» PROBLEM TO SOLVE:
Each record below should be given again exactly as it reads.

(EXERCISE DATA begins)

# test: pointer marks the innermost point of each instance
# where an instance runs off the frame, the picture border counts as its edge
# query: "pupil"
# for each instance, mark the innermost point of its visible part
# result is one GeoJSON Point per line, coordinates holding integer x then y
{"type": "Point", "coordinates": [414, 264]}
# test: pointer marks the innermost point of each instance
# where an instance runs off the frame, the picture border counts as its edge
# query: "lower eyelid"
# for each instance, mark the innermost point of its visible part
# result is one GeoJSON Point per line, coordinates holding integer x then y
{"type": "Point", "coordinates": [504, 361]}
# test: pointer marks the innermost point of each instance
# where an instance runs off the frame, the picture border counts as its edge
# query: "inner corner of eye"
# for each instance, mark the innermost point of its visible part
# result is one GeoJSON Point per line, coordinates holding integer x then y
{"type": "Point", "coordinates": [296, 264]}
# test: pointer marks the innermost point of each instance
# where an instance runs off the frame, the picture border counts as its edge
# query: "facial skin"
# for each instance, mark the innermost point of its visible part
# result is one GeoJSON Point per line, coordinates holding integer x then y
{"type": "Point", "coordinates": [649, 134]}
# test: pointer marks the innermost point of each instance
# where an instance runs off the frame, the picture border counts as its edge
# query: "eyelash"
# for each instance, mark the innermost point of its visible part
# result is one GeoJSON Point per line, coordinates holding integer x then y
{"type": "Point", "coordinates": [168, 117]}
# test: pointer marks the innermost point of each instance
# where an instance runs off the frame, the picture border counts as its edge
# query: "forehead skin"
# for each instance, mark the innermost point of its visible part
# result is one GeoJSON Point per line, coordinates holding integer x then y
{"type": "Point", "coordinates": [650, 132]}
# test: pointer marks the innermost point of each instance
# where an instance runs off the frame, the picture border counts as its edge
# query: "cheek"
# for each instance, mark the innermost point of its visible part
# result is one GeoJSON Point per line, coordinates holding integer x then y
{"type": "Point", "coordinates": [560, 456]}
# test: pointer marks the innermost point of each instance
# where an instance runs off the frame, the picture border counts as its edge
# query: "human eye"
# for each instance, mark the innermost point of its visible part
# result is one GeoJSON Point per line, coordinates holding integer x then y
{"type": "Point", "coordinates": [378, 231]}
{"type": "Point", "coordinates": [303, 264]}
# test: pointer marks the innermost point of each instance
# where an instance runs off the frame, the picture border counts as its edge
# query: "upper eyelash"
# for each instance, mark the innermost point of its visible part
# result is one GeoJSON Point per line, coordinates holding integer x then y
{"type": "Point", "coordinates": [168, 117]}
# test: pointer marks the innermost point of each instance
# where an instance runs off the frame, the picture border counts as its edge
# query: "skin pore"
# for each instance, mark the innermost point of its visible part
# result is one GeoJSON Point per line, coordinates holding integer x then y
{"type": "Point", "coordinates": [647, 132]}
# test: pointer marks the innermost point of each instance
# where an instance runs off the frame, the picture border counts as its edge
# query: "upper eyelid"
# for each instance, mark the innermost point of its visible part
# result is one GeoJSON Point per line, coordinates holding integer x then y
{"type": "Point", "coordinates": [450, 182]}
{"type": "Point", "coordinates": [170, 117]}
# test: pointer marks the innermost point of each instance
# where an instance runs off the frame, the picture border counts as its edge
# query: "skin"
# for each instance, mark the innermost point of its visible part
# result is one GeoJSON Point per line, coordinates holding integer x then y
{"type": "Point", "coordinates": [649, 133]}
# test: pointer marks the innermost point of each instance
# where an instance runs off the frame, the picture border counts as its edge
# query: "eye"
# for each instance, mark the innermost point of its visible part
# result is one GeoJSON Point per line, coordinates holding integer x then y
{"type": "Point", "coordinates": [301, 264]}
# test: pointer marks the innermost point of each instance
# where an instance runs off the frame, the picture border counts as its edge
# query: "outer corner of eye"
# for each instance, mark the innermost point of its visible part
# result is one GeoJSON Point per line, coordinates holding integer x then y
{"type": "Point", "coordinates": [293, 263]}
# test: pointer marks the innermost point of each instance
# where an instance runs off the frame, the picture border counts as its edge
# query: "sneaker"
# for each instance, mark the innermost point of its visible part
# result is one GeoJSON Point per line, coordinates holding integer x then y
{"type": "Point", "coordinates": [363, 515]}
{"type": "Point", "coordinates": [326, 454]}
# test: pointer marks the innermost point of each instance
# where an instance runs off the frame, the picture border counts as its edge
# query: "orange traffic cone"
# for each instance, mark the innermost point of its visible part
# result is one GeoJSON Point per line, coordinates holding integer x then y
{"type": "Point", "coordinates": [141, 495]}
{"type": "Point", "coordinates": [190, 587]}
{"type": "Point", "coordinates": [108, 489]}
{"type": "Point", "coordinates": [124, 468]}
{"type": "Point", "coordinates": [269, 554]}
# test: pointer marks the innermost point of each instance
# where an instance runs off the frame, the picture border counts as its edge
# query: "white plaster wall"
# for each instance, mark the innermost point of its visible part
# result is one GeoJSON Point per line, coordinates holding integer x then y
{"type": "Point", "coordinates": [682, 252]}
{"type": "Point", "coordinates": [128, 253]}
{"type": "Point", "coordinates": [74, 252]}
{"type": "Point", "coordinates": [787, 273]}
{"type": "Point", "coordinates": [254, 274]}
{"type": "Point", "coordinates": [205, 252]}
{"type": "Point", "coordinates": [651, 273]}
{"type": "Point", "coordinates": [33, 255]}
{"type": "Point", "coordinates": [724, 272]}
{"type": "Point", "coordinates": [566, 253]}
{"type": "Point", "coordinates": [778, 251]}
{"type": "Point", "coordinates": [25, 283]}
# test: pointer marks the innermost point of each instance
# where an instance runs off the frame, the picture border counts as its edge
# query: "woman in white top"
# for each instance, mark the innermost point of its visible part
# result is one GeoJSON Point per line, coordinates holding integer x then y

(EXERCISE DATA ends)

» ANSWER SECTION:
# test: pointer marks the innermost point of each instance
# where an instance runs off the frame, the picture border counts as its edge
# query: "pupil"
# for each instance, mark the innermost point of its visible part
# result is one GeoJSON Point per line, coordinates holding integer x then y
{"type": "Point", "coordinates": [414, 264]}
# test: pointer marks the innermost point of each instance
# where an instance runs off the frame, the picture border counts as its edge
# query: "lower eyelid"
# for each instance, mark the innermost point of its visible part
# result is one GeoJSON Point per line, coordinates holding integer x then y
{"type": "Point", "coordinates": [504, 361]}
# test: pointer marks the innermost point of each instance
# where an instance runs off the frame, the picture border counts as its edge
# query: "inner corner of eye"
# for each instance, mark the innermost point of its visible part
# result is one GeoJSON Point per line, coordinates holding integer x then y
{"type": "Point", "coordinates": [296, 264]}
# test: pointer marks the innermost point of each instance
# where an instance runs off the frame, the picture border counts as its edge
# query: "facial skin"
# for each instance, mark the innermost point of its visible part
# result is one GeoJSON Point per line, coordinates holding integer x then y
{"type": "Point", "coordinates": [649, 134]}
# test: pointer marks the innermost point of each instance
# where an instance runs off the frame, the picture border counts as its edge
# query: "eyelash"
# for each instance, mark the innermost point of its visible part
# result is one GeoJSON Point per line, coordinates holding integer x then y
{"type": "Point", "coordinates": [168, 117]}
# test: pointer marks the innermost point of each instance
# where an instance runs off the frame, the picture border counts as its edge
# query: "forehead skin"
# for each instance, mark the innermost point of its visible part
# result is one GeoJSON Point per line, coordinates holding integer x then y
{"type": "Point", "coordinates": [650, 132]}
# test: pointer marks the innermost point of each instance
# where an instance runs off the frame, the picture border counts as its edge
# query: "cheek"
# for each instance, mark the innermost point of its visible part
# result is one GeoJSON Point per line, coordinates holding integer x then y
{"type": "Point", "coordinates": [560, 456]}
# test: pointer marks the innermost point of each instance
# where an instance runs off the frame, the picture border counts as its edge
# query: "human eye"
# for each instance, mark the innermost point of its visible part
# result is one GeoJSON Point per line, coordinates holding integer x then y
{"type": "Point", "coordinates": [378, 231]}
{"type": "Point", "coordinates": [303, 264]}
# test: pointer marks the innermost point of each instance
# where an instance runs off the frame, the picture border counts as its edge
# query: "upper eyelash"
# for each instance, mark the innermost point of its visible part
# result is one GeoJSON Point per line, coordinates holding integer x then y
{"type": "Point", "coordinates": [168, 117]}
# test: pointer marks the innermost point of each instance
# where an instance runs off the frame, the picture border counts as its edge
# query: "skin pore"
# for each instance, mark the innermost point of its visible part
# result is one GeoJSON Point per line, coordinates holding integer x then y
{"type": "Point", "coordinates": [647, 132]}
# test: pointer marks the innermost point of each instance
# where an instance runs off the frame, the picture border counts as its edge
# query: "upper eyelid"
# for each instance, mark the innermost point of its visible part
# result is one GeoJSON Point per line, coordinates holding integer x then y
{"type": "Point", "coordinates": [450, 182]}
{"type": "Point", "coordinates": [170, 117]}
# test: pointer marks the innermost point of each instance
# where an instance runs off the frame, the picture border counts as its edge
# query: "skin"
# for each instance, mark the innermost point of its visible part
# result is one GeoJSON Point per line, coordinates holding integer x then y
{"type": "Point", "coordinates": [649, 133]}
# test: pointer marks the innermost point of each instance
# where an instance runs off the frame, the picture border counts as its edge
# query: "eye"
# for each instance, mark the innermost point of its visible part
# result is one GeoJSON Point per line, coordinates holding integer x then y
{"type": "Point", "coordinates": [301, 264]}
# test: pointer marks the innermost point of each instance
# where an instance runs off the frame, the picture border counts as its edge
# query: "outer corner of eye"
# for each instance, mark the innermost point of its visible part
# result is one GeoJSON Point per line, coordinates holding integer x then y
{"type": "Point", "coordinates": [293, 263]}
# test: pointer marks the innermost point of each instance
# where an instance runs off the frame, the picture border counts as its edge
# query: "sneaker"
# for each instance, mark the innermost point of its visible part
# result is one GeoJSON Point per line, coordinates holding integer x then y
{"type": "Point", "coordinates": [363, 515]}
{"type": "Point", "coordinates": [326, 454]}
# test: pointer marks the innermost point of each instance
# where an instance runs off the frame, the picture border counts as its edge
# query: "orange traffic cone"
# for each instance, mark the innermost point of its visible part
# result is one GeoJSON Point per line, coordinates holding integer x then y
{"type": "Point", "coordinates": [141, 495]}
{"type": "Point", "coordinates": [190, 587]}
{"type": "Point", "coordinates": [108, 489]}
{"type": "Point", "coordinates": [124, 468]}
{"type": "Point", "coordinates": [269, 554]}
# test: pointer marks the innermost point of each instance
# where an instance runs off the frame, the picture border counts as its edge
# query: "white plaster wall"
# for each instance, mark the innermost point of its visible part
# result is one GeoJSON Point per line, coordinates holding integer x then y
{"type": "Point", "coordinates": [682, 252]}
{"type": "Point", "coordinates": [128, 253]}
{"type": "Point", "coordinates": [74, 252]}
{"type": "Point", "coordinates": [787, 273]}
{"type": "Point", "coordinates": [254, 274]}
{"type": "Point", "coordinates": [205, 252]}
{"type": "Point", "coordinates": [651, 273]}
{"type": "Point", "coordinates": [33, 255]}
{"type": "Point", "coordinates": [724, 272]}
{"type": "Point", "coordinates": [566, 253]}
{"type": "Point", "coordinates": [778, 251]}
{"type": "Point", "coordinates": [25, 283]}
# test: pointer marks the innermost point of each instance
# where an instance runs off the frame, the picture border counts as its edge
# query: "woman in white top"
# for each instance, mark the innermost point of its visible part
# result is one GeoJSON Point per line, coordinates holding integer x then y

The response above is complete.